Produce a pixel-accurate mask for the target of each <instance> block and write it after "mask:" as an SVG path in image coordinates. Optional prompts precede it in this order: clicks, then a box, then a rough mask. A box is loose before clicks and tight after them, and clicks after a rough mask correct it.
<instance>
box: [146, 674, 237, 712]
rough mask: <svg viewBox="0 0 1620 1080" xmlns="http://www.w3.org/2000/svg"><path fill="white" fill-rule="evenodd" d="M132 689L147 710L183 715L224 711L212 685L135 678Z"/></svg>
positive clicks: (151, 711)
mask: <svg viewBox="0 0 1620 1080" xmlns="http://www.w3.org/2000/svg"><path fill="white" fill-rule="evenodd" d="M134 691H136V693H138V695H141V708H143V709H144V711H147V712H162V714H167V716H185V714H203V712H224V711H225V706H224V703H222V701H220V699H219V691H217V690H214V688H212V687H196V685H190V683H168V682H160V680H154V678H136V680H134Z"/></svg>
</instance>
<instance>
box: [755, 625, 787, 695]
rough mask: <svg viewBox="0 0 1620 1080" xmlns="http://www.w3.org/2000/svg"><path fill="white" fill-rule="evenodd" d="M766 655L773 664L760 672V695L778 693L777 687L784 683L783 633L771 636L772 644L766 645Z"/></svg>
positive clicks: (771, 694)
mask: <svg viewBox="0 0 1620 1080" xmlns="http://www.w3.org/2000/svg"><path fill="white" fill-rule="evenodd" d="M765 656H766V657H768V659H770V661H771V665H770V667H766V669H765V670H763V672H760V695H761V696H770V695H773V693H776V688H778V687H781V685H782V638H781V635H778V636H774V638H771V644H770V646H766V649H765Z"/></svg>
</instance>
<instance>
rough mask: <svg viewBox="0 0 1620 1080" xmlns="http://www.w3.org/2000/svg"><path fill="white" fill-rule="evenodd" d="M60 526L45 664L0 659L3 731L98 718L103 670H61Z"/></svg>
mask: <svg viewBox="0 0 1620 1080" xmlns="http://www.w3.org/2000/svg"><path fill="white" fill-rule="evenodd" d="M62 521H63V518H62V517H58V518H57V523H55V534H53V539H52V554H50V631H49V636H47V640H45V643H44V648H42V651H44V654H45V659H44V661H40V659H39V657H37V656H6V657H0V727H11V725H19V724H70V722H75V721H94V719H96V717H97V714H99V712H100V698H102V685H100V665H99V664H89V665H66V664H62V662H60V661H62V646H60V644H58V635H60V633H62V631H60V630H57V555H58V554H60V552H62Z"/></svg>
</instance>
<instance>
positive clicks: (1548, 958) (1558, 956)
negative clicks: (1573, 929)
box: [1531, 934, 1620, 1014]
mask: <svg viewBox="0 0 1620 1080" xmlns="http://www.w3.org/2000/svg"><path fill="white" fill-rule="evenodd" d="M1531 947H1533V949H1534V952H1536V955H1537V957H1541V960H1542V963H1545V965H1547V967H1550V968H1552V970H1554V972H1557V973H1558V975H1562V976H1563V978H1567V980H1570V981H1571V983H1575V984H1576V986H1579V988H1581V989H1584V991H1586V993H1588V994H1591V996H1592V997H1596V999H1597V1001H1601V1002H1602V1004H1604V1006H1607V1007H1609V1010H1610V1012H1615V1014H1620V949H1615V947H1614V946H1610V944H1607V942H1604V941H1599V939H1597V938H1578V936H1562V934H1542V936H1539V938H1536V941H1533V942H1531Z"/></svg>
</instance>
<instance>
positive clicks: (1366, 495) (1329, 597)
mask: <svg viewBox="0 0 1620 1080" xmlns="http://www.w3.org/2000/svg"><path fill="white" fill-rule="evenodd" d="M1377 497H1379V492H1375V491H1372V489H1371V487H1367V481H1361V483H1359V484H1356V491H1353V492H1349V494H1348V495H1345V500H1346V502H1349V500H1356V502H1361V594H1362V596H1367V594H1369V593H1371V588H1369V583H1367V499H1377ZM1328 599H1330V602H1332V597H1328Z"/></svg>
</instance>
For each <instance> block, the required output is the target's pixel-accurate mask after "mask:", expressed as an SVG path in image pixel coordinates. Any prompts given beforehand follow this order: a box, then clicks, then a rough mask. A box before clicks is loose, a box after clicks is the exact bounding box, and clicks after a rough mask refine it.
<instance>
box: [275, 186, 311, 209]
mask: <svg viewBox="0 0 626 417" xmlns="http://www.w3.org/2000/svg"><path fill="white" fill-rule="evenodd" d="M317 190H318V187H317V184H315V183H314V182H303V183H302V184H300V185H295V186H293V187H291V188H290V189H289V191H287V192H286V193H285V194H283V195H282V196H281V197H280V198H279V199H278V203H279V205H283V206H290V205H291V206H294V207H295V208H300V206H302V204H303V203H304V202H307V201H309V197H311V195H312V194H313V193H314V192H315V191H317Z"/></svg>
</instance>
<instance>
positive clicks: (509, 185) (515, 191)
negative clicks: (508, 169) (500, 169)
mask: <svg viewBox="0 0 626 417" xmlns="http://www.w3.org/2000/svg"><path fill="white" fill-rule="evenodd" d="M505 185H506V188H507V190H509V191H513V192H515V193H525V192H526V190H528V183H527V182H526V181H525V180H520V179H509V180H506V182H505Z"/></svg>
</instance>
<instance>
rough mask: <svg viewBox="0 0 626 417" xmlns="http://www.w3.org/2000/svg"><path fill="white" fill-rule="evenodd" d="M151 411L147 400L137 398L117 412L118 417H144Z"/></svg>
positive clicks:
++++++++
## WHAT TO PRODUCE
Please retype all of the records, keeping each line exactly as it is.

## RESULT OF THIS EXERCISE
Produce a pixel-accurate mask for the target of each <instance> block and write it after "mask:" as an SVG path in image coordinates. Optional prompts precede it in this order: clicks, then a box, then a rough mask. A box is loose before clicks and tight after them, and clicks after a rough mask correct it.
<instance>
box: [146, 674, 237, 712]
rough mask: <svg viewBox="0 0 1620 1080" xmlns="http://www.w3.org/2000/svg"><path fill="white" fill-rule="evenodd" d="M132 689L147 710L183 715L224 711L212 685L135 678Z"/></svg>
positive clicks: (151, 711)
mask: <svg viewBox="0 0 1620 1080" xmlns="http://www.w3.org/2000/svg"><path fill="white" fill-rule="evenodd" d="M134 691H136V693H138V695H141V708H143V709H144V711H147V712H162V714H167V716H185V714H203V712H224V711H225V706H224V703H222V701H220V699H219V691H217V690H214V688H212V687H196V685H190V683H168V682H160V680H154V678H136V680H134Z"/></svg>
</instance>
<instance>
box: [755, 625, 787, 695]
rough mask: <svg viewBox="0 0 1620 1080" xmlns="http://www.w3.org/2000/svg"><path fill="white" fill-rule="evenodd" d="M766 655L773 664L760 672V695L778 693L777 687L784 683L783 633L771 636L772 644L766 645Z"/></svg>
positive clicks: (771, 694)
mask: <svg viewBox="0 0 1620 1080" xmlns="http://www.w3.org/2000/svg"><path fill="white" fill-rule="evenodd" d="M765 656H766V657H768V659H770V661H771V665H770V667H766V669H765V670H763V672H760V695H761V696H770V695H773V693H776V688H778V687H781V685H782V638H781V635H778V636H774V638H771V644H770V646H766V649H765Z"/></svg>
</instance>
<instance>
rough mask: <svg viewBox="0 0 1620 1080" xmlns="http://www.w3.org/2000/svg"><path fill="white" fill-rule="evenodd" d="M60 526L45 664L0 659L3 731L98 718L103 670H61Z"/></svg>
mask: <svg viewBox="0 0 1620 1080" xmlns="http://www.w3.org/2000/svg"><path fill="white" fill-rule="evenodd" d="M62 521H63V518H62V517H58V518H57V523H55V534H53V539H52V554H50V631H49V636H47V640H45V643H44V648H42V651H44V654H45V659H44V661H40V659H39V657H37V656H6V657H0V727H11V725H19V724H70V722H75V721H94V719H96V717H97V714H99V712H100V698H102V685H100V665H99V664H89V665H66V664H62V662H60V661H62V646H60V644H58V635H60V633H62V631H60V630H57V555H58V554H60V552H62Z"/></svg>
</instance>
<instance>
positive clicks: (1548, 958) (1558, 956)
negative clicks: (1573, 929)
box: [1531, 934, 1620, 1014]
mask: <svg viewBox="0 0 1620 1080" xmlns="http://www.w3.org/2000/svg"><path fill="white" fill-rule="evenodd" d="M1531 947H1533V949H1534V952H1536V955H1537V957H1541V960H1542V963H1545V965H1547V967H1550V968H1552V970H1554V972H1557V973H1558V975H1562V976H1563V978H1567V980H1570V981H1571V983H1575V984H1576V986H1579V988H1581V989H1584V991H1586V993H1588V994H1591V996H1592V997H1596V999H1597V1001H1601V1002H1602V1004H1604V1006H1607V1007H1609V1010H1610V1012H1615V1014H1620V949H1615V947H1614V946H1610V944H1607V942H1604V941H1599V939H1597V938H1578V936H1562V934H1542V936H1539V938H1536V941H1533V942H1531Z"/></svg>
</instance>
<instance>
positive clicks: (1366, 495) (1329, 597)
mask: <svg viewBox="0 0 1620 1080" xmlns="http://www.w3.org/2000/svg"><path fill="white" fill-rule="evenodd" d="M1377 497H1379V492H1375V491H1372V489H1371V487H1367V481H1361V483H1359V484H1356V491H1353V492H1349V494H1348V495H1345V500H1346V502H1349V500H1356V502H1361V594H1362V596H1367V594H1369V593H1371V588H1369V583H1367V499H1377ZM1328 599H1330V602H1332V597H1328Z"/></svg>
</instance>
For each <instance> block, the required output is the target's pixel-accurate mask after "mask:", expressed as an SVG path in image pixel coordinates. Any prompts given beforehand follow this order: a box, then clicks, then a rough mask. A box before clicks is loose, a box after clicks is the exact bounding box, and clicks after a rough mask refine it.
<instance>
box: [275, 186, 311, 209]
mask: <svg viewBox="0 0 626 417" xmlns="http://www.w3.org/2000/svg"><path fill="white" fill-rule="evenodd" d="M317 190H318V187H317V184H315V183H314V182H303V183H302V184H300V185H295V186H293V187H291V188H290V189H289V191H287V192H286V193H285V194H283V195H282V196H281V197H280V198H279V199H278V203H279V205H283V206H290V205H291V206H294V207H295V208H300V206H302V204H303V203H304V202H307V201H309V197H311V195H312V194H313V193H314V192H315V191H317Z"/></svg>
</instance>
<instance>
positive clicks: (509, 185) (515, 191)
negative clicks: (508, 169) (500, 169)
mask: <svg viewBox="0 0 626 417" xmlns="http://www.w3.org/2000/svg"><path fill="white" fill-rule="evenodd" d="M505 185H506V188H507V190H509V191H513V192H515V193H525V192H526V190H528V183H527V182H526V181H525V180H520V179H509V180H506V182H505Z"/></svg>
</instance>
<instance>
rough mask: <svg viewBox="0 0 626 417" xmlns="http://www.w3.org/2000/svg"><path fill="white" fill-rule="evenodd" d="M151 411L147 400L137 398L117 412L118 417H144Z"/></svg>
positive clicks:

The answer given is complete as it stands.